- Passage provided -
┄┄┄┄┄┄┄┄┄┄┄┄┄┄┄┄┄┄┄┄

Fortunately for us all, the first academic cryptographers also happened to be computer scientists, and so this was exactly the sort of problem that excited them. Those researchers quickly devised a set of specific and general techniques designed to solve these problems, and also came up with a cool name for them: secure multi-party computation, or MPC for short.

MPC: secure private computation (in six eight ten paragraphs)

The setting of MPC is fairly simple: imagine that we have two (or more!) parties that each have some private data they don’t want to give to anyone else. Yet each of the parties is willing to provide their data as input to some specific computation, and are all willing to reveal the output of that computation — either to everyone involved, or perhaps just to some agreed subset of the parties. Can these parties now perform the computation jointly, without appointing a trusted party?

Let’s make this easier by using a concrete example.

Imagine a group of workers all know their own salaries, but don’t know anything about anyone else’s salary. Yet they wish to compute some statistics over their salary data: for example, the average of their salaries. These workers aren’t willing to share their own salary data with anyone else, but they are willing to submit it as one input in a large calculation under the strict condition that only the final result is ever revealed.

This might seem contrived to you, but it is in fact a real problem that some people have used MPC to solve.

An MPC protocol allows the workers to do this, without appointing a trusted central party or revealing their inputs (and intermediate calculations) to anyone else. At the conclusion of the protocol each party will learn only the result of the calculation:

*The “cloud” at the center of this diagram is actually a complicated protocol where every party sends messages to every other party.*

MPC protocols typically provide strong provable guarantees about their properties. The details vary, but typically speaking: no party will learn anything about the other parties’ inputs. Indeed they won’t even learn any partial information that might be produced during the calculation. Even better, all parties can be assured that the result will be correct: as long as all parties submit valid inputs to the computation, none of them should be able to force the calculation to go awry.

Now obviously there are caveats.

In practice, using MPC is a bit like making a deal with a genie: you need to pay very careful attention to the fine print. Even when the cryptography works perfectly, this does not mean that computing your function is actually “safe.” In fact, it’s entirely possible to choose functions that when computed securely are still devastating to your privacy.

┄┄┄┄┄┄┄┄┄┄┄┄┄┄┄┄┄┄┄┄

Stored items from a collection
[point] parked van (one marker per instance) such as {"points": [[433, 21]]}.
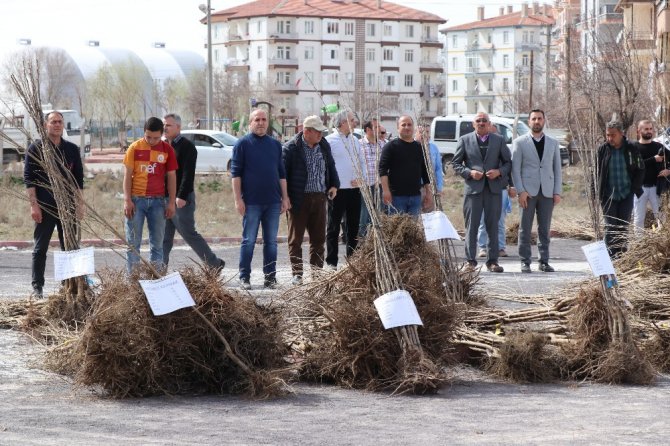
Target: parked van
{"points": [[445, 131]]}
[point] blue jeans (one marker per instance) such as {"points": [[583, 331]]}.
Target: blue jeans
{"points": [[484, 237], [405, 204], [153, 209], [266, 216]]}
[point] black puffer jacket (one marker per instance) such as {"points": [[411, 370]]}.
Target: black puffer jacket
{"points": [[296, 169]]}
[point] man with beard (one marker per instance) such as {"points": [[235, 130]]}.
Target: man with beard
{"points": [[650, 151], [536, 172]]}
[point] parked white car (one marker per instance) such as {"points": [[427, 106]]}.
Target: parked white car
{"points": [[215, 149]]}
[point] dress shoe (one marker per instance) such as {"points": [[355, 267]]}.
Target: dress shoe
{"points": [[546, 268], [494, 268]]}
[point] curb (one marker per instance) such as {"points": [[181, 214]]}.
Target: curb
{"points": [[24, 244]]}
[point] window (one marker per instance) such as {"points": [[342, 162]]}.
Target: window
{"points": [[283, 27], [446, 130], [283, 52], [332, 78], [283, 78], [309, 52], [309, 27]]}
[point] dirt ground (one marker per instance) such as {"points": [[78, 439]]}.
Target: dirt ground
{"points": [[39, 408]]}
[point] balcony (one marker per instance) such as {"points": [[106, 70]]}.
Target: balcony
{"points": [[431, 66], [479, 48], [479, 95], [282, 63], [476, 72]]}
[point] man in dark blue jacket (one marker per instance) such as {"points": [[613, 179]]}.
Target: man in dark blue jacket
{"points": [[311, 179], [43, 208], [620, 174]]}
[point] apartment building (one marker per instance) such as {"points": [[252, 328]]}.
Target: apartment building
{"points": [[376, 57], [497, 63]]}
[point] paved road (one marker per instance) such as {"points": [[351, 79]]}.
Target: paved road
{"points": [[41, 408]]}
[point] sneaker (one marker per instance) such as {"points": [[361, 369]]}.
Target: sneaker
{"points": [[546, 268], [37, 292], [494, 268], [220, 266]]}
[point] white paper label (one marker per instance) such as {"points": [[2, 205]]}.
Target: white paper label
{"points": [[397, 309], [76, 263], [436, 225], [167, 294], [598, 258]]}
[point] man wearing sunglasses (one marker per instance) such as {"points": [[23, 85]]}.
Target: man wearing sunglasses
{"points": [[484, 161]]}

┄┄┄┄┄┄┄┄┄┄┄┄┄┄┄┄┄┄┄┄

- Instruction 1 -
List every cardinal number that is spelled out in words in the passage on secure multi-party computation.
- Instruction 2 -
Set down everything in the passage on secure multi-party computation from "MPC: secure private" down to "a concrete example.", word for word.

- Worked solution 1 -
six, eight, ten, two, one

- Worked solution 2 -
MPC: secure private computation (in six eight ten paragraphs)

The setting of MPC is fairly simple: imagine that we have two (or more!) parties that each have some private data they don’t want to give to anyone else. Yet each of the parties is willing to provide their data as input to some specific computation, and are all willing to reveal the output of that computation — either to everyone involved, or perhaps just to some agreed subset of the parties. Can these parties now perform the computation jointly, without appointing a trusted party?

Let’s make this easier by using a concrete example.